### RECORDS FOR THE EXERCISE
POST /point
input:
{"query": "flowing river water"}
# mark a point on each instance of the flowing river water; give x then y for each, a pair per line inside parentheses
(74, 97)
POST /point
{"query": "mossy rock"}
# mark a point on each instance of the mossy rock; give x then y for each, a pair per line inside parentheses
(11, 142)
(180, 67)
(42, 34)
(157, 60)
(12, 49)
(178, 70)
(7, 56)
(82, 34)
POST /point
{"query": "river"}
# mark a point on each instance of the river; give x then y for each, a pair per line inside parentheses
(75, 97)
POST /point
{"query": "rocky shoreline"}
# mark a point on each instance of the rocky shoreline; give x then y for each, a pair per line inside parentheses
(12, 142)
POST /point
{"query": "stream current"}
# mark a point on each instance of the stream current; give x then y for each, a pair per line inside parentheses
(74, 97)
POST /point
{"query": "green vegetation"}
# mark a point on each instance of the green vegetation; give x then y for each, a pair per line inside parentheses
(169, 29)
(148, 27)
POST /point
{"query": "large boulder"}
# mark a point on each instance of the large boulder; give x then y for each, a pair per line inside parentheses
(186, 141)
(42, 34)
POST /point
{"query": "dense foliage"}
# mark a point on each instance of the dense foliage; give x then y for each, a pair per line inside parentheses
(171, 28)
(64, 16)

### PROBLEM DESCRIPTION
Nothing should be left out: repeat all of the data exactly.

### FINISHED TASK
POST /point
input:
{"query": "flowing river water"}
# mark a point on each instance of the flowing river water; give x then y for each, a pair per line inside parentheses
(74, 97)
POST /point
{"query": "mossy rock"}
# mark a point on each instance of the mossy rock; give x then y for each, a pair per line inside parentheses
(11, 142)
(180, 67)
(42, 34)
(157, 60)
(12, 49)
(178, 70)
(7, 56)
(82, 34)
POST /point
{"query": "river"}
# mark a point on each instance of the river; give x then y for each, a pair per line inside parentheses
(75, 97)
POST /point
{"query": "rocky shoreline"}
# mark a point on each instance of the rocky shoreline; give x then y for each, a pair per line inside parentheses
(12, 142)
POST /point
{"query": "stream current"}
# mark a point on each instance of the stream current; give x then y for each, a pair per line inside parentheses
(74, 97)
POST /point
{"query": "green vegetation"}
# mark a point on each instance of the green vegetation; give x then y for each, a pair per line inside parentheses
(169, 29)
(148, 27)
POST /point
{"query": "large boulder"}
# mark a point on each instance of the large boulder; give x then y for each, a pair per line inside parentheses
(186, 141)
(42, 34)
POST /point
{"query": "dense foliage"}
# mark a point on each instance of the dense foliage; give x then y for each, a pair per line inside parentheses
(171, 28)
(64, 16)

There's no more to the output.